### EXERCISE REQUIREMENTS:
Copy the records from the beginning through the line containing "negative clicks: (202, 197) (149, 161)", inclusive, substituting "foreground clicks" for "positive clicks" and changing nothing else.

### DATASET EXTRACT:
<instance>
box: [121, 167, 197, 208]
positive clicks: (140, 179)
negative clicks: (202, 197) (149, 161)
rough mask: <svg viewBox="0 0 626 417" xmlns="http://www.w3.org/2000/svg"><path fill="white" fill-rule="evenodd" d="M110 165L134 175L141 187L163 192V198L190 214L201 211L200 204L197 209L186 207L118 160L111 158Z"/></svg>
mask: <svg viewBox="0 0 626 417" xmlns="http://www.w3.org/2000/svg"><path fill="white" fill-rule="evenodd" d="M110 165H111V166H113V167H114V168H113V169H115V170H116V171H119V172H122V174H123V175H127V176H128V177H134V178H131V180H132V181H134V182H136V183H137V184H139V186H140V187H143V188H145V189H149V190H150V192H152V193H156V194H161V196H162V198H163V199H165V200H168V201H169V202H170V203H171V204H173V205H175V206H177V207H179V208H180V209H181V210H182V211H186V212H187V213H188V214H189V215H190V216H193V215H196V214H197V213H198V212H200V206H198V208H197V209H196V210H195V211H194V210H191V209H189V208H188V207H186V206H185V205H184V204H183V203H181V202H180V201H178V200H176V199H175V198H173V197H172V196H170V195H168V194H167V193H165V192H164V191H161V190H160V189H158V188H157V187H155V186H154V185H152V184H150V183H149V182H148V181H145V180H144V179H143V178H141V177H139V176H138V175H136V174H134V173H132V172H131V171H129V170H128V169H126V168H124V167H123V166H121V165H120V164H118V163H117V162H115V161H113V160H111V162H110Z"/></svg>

### SOLUTION FOR THIS TASK:
<instance>
box: [121, 167, 197, 208]
foreground clicks: (140, 179)
negative clicks: (202, 197) (149, 161)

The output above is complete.